- **WHAT IS EXPECTED**
A complete answer lists every line of the material where the string "innermost" occurs.

*** DATA Section Begins ***

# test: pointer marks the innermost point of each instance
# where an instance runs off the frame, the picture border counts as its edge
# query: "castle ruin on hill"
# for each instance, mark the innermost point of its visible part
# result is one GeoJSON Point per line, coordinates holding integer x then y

*** DATA Section Ends ***

- **RESPONSE BELOW**
# test: pointer marks the innermost point of each instance
# for each instance, mark the innermost point of its visible part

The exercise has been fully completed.